DIRECTION —
Transcribe, exactly as they appear, only the lines from the one holding "white baseball cap." through the end of the entries below.

--- START OF DATA FOR PROCESSING ---

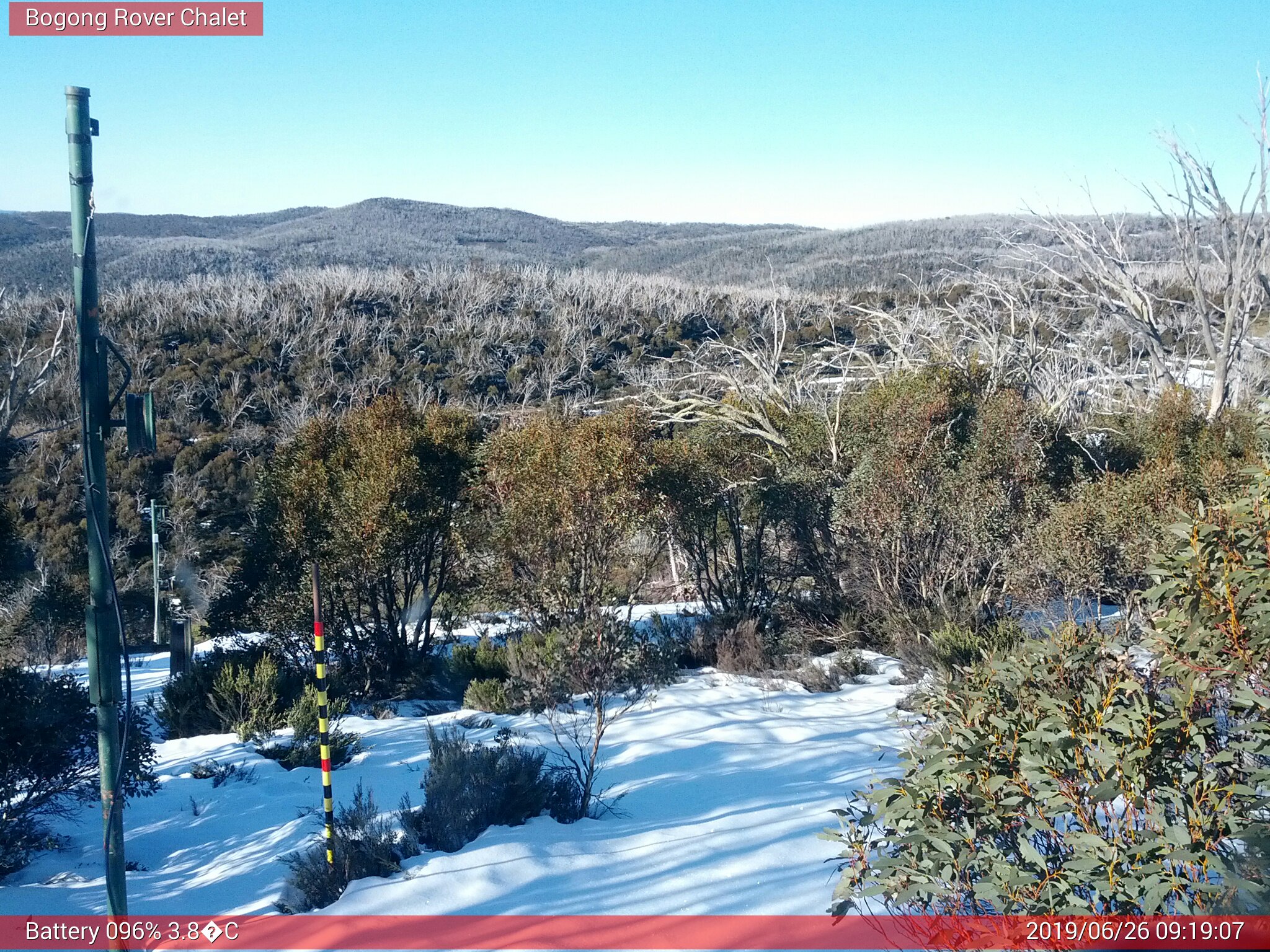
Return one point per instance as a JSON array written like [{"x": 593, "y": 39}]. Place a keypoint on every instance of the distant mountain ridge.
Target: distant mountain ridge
[{"x": 399, "y": 232}]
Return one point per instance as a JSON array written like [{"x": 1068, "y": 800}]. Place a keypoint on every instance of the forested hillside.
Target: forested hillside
[{"x": 394, "y": 232}]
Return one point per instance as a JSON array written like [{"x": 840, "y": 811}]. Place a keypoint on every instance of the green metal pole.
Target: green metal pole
[
  {"x": 102, "y": 617},
  {"x": 154, "y": 562}
]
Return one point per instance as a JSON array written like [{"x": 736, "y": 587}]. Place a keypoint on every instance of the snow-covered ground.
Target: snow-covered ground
[{"x": 726, "y": 783}]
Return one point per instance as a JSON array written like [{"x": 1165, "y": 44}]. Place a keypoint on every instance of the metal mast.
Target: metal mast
[{"x": 103, "y": 622}]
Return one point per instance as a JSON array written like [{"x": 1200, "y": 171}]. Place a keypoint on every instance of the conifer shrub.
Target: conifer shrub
[
  {"x": 304, "y": 749},
  {"x": 246, "y": 700},
  {"x": 471, "y": 787},
  {"x": 366, "y": 844},
  {"x": 488, "y": 695},
  {"x": 959, "y": 645}
]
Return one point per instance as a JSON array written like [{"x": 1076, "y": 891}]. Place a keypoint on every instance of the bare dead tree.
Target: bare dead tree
[
  {"x": 1221, "y": 253},
  {"x": 31, "y": 348},
  {"x": 1225, "y": 249}
]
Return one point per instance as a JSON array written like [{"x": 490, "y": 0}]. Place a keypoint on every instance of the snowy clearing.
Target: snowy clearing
[{"x": 724, "y": 781}]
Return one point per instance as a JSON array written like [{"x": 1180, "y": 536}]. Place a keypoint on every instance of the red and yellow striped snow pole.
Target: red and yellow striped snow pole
[{"x": 323, "y": 725}]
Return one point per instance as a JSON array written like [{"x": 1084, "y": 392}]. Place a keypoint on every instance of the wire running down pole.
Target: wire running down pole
[
  {"x": 103, "y": 620},
  {"x": 328, "y": 804}
]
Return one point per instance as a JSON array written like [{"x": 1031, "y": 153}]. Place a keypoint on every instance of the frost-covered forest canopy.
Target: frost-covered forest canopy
[{"x": 950, "y": 443}]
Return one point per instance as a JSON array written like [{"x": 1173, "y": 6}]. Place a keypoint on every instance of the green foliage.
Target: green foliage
[
  {"x": 845, "y": 668},
  {"x": 1099, "y": 542},
  {"x": 610, "y": 664},
  {"x": 487, "y": 695},
  {"x": 48, "y": 759},
  {"x": 220, "y": 774},
  {"x": 961, "y": 645},
  {"x": 568, "y": 501},
  {"x": 1071, "y": 776},
  {"x": 247, "y": 700},
  {"x": 304, "y": 749},
  {"x": 721, "y": 495},
  {"x": 365, "y": 844},
  {"x": 471, "y": 787},
  {"x": 45, "y": 624},
  {"x": 378, "y": 496},
  {"x": 943, "y": 474}
]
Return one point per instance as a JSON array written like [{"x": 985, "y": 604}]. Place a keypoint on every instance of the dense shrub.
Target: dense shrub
[
  {"x": 488, "y": 695},
  {"x": 569, "y": 508},
  {"x": 1098, "y": 544},
  {"x": 379, "y": 498},
  {"x": 191, "y": 706},
  {"x": 365, "y": 844},
  {"x": 469, "y": 664},
  {"x": 48, "y": 759},
  {"x": 722, "y": 500},
  {"x": 607, "y": 664},
  {"x": 1061, "y": 778},
  {"x": 471, "y": 787},
  {"x": 831, "y": 674},
  {"x": 246, "y": 700},
  {"x": 959, "y": 645},
  {"x": 220, "y": 774},
  {"x": 943, "y": 474},
  {"x": 304, "y": 748}
]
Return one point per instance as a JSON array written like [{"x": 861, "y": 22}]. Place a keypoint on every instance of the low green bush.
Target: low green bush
[
  {"x": 483, "y": 660},
  {"x": 471, "y": 787},
  {"x": 959, "y": 645},
  {"x": 304, "y": 749},
  {"x": 48, "y": 759},
  {"x": 365, "y": 844},
  {"x": 487, "y": 695},
  {"x": 1059, "y": 778},
  {"x": 247, "y": 701}
]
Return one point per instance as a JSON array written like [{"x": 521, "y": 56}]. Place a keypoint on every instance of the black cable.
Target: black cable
[{"x": 117, "y": 782}]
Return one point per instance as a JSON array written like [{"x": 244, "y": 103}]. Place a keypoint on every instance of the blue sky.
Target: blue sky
[{"x": 797, "y": 111}]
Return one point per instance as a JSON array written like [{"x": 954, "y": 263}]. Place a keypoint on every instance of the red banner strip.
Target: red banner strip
[
  {"x": 633, "y": 932},
  {"x": 144, "y": 19}
]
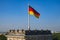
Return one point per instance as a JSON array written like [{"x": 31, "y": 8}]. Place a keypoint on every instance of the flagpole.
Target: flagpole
[{"x": 28, "y": 19}]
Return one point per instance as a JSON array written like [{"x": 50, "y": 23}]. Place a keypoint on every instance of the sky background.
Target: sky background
[{"x": 14, "y": 14}]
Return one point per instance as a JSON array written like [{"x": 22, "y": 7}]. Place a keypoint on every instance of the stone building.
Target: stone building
[{"x": 29, "y": 35}]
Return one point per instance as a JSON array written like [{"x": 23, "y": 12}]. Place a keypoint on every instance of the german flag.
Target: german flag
[{"x": 33, "y": 12}]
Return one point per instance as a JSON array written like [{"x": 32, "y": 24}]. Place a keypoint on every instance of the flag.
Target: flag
[{"x": 33, "y": 12}]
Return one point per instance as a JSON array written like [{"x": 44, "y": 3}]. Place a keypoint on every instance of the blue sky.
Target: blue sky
[{"x": 14, "y": 14}]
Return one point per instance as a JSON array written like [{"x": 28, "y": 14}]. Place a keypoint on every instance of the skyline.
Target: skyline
[{"x": 14, "y": 14}]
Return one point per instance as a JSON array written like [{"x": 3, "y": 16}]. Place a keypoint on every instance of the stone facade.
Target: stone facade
[{"x": 29, "y": 35}]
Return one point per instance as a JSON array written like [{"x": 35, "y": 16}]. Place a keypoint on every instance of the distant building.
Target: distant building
[{"x": 29, "y": 35}]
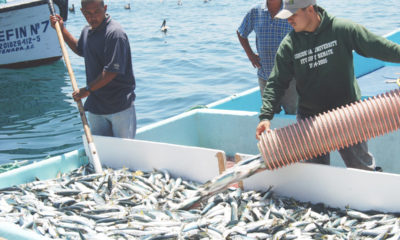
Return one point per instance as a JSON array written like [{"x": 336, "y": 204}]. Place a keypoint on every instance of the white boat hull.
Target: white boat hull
[
  {"x": 26, "y": 36},
  {"x": 334, "y": 186}
]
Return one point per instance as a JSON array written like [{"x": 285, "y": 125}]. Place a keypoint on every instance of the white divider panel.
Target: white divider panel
[
  {"x": 333, "y": 186},
  {"x": 192, "y": 163}
]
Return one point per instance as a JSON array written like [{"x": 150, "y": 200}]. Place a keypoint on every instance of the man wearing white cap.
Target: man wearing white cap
[
  {"x": 319, "y": 54},
  {"x": 269, "y": 34}
]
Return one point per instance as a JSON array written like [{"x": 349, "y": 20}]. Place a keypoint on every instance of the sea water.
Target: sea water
[{"x": 198, "y": 61}]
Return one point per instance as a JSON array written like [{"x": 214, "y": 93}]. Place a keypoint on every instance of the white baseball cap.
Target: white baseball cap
[{"x": 291, "y": 6}]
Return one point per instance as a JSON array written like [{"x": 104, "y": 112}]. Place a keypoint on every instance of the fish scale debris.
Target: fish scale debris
[{"x": 124, "y": 204}]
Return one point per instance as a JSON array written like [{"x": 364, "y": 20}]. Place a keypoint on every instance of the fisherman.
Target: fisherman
[
  {"x": 109, "y": 74},
  {"x": 318, "y": 53},
  {"x": 269, "y": 34}
]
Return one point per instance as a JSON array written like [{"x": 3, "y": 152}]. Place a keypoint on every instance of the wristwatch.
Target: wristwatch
[{"x": 88, "y": 88}]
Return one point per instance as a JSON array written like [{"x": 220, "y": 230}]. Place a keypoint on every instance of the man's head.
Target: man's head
[
  {"x": 291, "y": 6},
  {"x": 94, "y": 11},
  {"x": 301, "y": 14}
]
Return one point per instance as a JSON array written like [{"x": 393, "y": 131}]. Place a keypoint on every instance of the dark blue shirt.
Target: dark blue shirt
[{"x": 107, "y": 48}]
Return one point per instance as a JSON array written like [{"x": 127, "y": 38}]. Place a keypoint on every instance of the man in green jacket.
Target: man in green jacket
[{"x": 318, "y": 53}]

--- END OF DATA FOR PROCESSING ---

THE COMPLETED TASK —
Return one point per instance as a JSON array written like [{"x": 214, "y": 93}]. Place a keypoint on every instance of the white baseball cap.
Target: white baseball cap
[{"x": 291, "y": 6}]
Return one point per instance as a JSON array written like [{"x": 104, "y": 112}]. Place a keypoint on every instance of the fish scale debris.
Target: fish scale debris
[{"x": 124, "y": 204}]
Return one point per instance as a JSON array written like [{"x": 364, "y": 20}]. Place a keypoint on every instance of the fisherman.
Target: fisherman
[
  {"x": 109, "y": 74},
  {"x": 318, "y": 53},
  {"x": 269, "y": 34}
]
Return one point per instance as a JSON array written like [{"x": 3, "y": 152}]. Place a keypoint on every instance of the wristwatch.
Target: wristwatch
[{"x": 88, "y": 88}]
Return one point per instance as a JSON array written like [{"x": 220, "y": 230}]. Place a keypoint on every instance of the man's head.
Target: man's head
[
  {"x": 291, "y": 6},
  {"x": 94, "y": 11},
  {"x": 301, "y": 14}
]
Return one point per instance as a JSON array written like [{"x": 393, "y": 131}]. Place a keypoint on every instance of the dark blue shirt.
Target: dark blue shirt
[{"x": 107, "y": 48}]
Return one point per instance as a JSON array written like [{"x": 127, "y": 38}]. Place a keypoint on every instance of the man in green jacket.
Target: man in green jacket
[{"x": 318, "y": 53}]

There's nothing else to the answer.